* **INSTRUCTIONS FOR THE TASK**
Repeat, line for line, the entries printed below.

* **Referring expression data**
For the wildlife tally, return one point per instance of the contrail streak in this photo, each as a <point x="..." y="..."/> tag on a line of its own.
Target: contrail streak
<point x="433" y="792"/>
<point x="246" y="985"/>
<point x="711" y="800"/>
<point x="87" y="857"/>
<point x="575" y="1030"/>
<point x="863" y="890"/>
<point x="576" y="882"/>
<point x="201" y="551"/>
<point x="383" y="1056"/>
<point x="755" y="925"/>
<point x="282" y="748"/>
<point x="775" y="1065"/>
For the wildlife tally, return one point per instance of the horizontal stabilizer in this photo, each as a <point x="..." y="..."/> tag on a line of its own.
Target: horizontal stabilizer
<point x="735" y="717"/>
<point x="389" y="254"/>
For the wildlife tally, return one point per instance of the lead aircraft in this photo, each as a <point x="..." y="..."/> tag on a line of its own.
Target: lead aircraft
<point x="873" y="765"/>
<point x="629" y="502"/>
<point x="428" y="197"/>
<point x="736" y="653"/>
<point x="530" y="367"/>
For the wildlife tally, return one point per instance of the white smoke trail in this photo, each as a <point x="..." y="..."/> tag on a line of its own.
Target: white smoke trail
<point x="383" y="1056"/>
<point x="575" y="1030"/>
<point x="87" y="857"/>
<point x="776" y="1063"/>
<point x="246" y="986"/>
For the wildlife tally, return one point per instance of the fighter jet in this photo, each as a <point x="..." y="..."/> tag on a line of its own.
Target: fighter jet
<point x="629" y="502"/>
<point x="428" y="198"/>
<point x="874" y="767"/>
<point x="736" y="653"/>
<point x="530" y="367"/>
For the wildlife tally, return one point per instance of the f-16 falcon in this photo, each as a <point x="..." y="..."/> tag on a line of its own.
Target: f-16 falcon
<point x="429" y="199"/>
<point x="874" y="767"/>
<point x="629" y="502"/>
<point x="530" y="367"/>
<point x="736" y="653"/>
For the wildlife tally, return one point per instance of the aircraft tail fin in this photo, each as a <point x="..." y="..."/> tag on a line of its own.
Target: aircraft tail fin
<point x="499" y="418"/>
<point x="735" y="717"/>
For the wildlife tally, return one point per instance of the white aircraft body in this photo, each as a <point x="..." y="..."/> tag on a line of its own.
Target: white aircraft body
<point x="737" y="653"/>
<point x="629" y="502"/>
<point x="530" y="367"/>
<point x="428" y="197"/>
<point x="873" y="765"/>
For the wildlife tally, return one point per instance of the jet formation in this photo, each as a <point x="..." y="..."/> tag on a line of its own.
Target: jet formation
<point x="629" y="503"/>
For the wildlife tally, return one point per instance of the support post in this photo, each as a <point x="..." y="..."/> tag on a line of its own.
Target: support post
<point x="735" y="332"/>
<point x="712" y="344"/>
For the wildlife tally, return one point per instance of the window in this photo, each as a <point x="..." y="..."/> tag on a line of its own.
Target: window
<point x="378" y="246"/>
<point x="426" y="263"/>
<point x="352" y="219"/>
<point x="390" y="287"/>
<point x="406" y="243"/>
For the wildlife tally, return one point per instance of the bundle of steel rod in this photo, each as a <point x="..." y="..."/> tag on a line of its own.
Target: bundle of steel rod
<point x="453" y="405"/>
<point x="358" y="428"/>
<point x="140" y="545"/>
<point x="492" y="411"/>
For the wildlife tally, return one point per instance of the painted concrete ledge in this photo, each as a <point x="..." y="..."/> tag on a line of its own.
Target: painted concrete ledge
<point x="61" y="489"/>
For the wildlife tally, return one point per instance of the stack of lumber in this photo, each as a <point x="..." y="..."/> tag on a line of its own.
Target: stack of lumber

* **ANSWER BOX**
For the wildlife tally, return one point per instance of the contrail streak in this photo, each as a <point x="..." y="..."/> tag on a line of its own.
Target: contrail streak
<point x="433" y="792"/>
<point x="246" y="985"/>
<point x="711" y="800"/>
<point x="87" y="857"/>
<point x="575" y="1030"/>
<point x="863" y="890"/>
<point x="576" y="882"/>
<point x="201" y="551"/>
<point x="383" y="1056"/>
<point x="755" y="925"/>
<point x="282" y="748"/>
<point x="775" y="1065"/>
For the wildlife tally, return one point per instance of the horizontal stabilizer in this photo, each as a <point x="..." y="..."/> tag on a line of its own.
Target: horizontal stabilizer
<point x="735" y="717"/>
<point x="389" y="254"/>
For the wildlife tally, return one point per instance of the lead aircraft in this photo, each as a <point x="..." y="..."/> tag on a line of its own.
Target: lead aircraft
<point x="873" y="765"/>
<point x="629" y="502"/>
<point x="428" y="197"/>
<point x="736" y="653"/>
<point x="530" y="367"/>
For the wildlife tally, return one point per instance of the white smoke trail in this photo, each as a <point x="..." y="..."/> tag on a line of its own.
Target: white smoke trail
<point x="383" y="1056"/>
<point x="575" y="1030"/>
<point x="87" y="857"/>
<point x="776" y="1063"/>
<point x="246" y="986"/>
For the wildlife tally, return one point per instance of the fighter jet in this photo, each as a <point x="..." y="..."/> tag on a line of its own.
Target: fighter jet
<point x="629" y="502"/>
<point x="428" y="198"/>
<point x="874" y="767"/>
<point x="736" y="653"/>
<point x="530" y="367"/>
For the wildlife tally, return one point per instance of the f-16 falcon in this photo, each as a <point x="..." y="..."/> tag on a line of its own.
Target: f-16 falcon
<point x="429" y="199"/>
<point x="874" y="767"/>
<point x="629" y="502"/>
<point x="530" y="367"/>
<point x="736" y="653"/>
For the wildlife tally, return one point per instance of the aircraft tail fin in this photo, each as a <point x="..." y="..."/> tag on a line of its own.
Target: aircraft tail fin
<point x="499" y="418"/>
<point x="735" y="717"/>
For the wildlife tally, return one point per instance of the white aircraft body in this photo, each as a <point x="..." y="..."/> tag on a line of its own.
Target: white aircraft body
<point x="737" y="653"/>
<point x="629" y="502"/>
<point x="530" y="367"/>
<point x="428" y="197"/>
<point x="873" y="765"/>
For the wildlife tally, return one point per instance of the jet formation in this photo, each as a <point x="..." y="..."/> tag on a line of its own.
Target: jet formation
<point x="629" y="503"/>
For the wildlife tally, return one point per instance of the support post in this photo, each as a <point x="..." y="..."/> tag on a line of its own.
Target: support post
<point x="735" y="332"/>
<point x="712" y="344"/>
For the wildlife tally, return one point per instance of the window in this photo, each as a <point x="..." y="..."/> tag on a line of its own.
Target: window
<point x="378" y="246"/>
<point x="426" y="263"/>
<point x="352" y="219"/>
<point x="390" y="287"/>
<point x="406" y="243"/>
For the wildlife tally, return one point per instance of the bundle of steel rod in this photo, each as a <point x="..." y="..."/> tag on a line of its own.
Target: bundle of steel rod
<point x="453" y="405"/>
<point x="358" y="428"/>
<point x="140" y="545"/>
<point x="492" y="411"/>
For the wildlife tally, return one point per instance of the painted concrete ledge in this photo, each as a <point x="..." y="..."/> tag on a line of its own.
Target: painted concrete ledge
<point x="61" y="489"/>
For the wildlife tally, return one point per instance of the stack of lumber in this photo, each as a <point x="..." y="..."/> tag on a line of its own.
Target: stack of lumber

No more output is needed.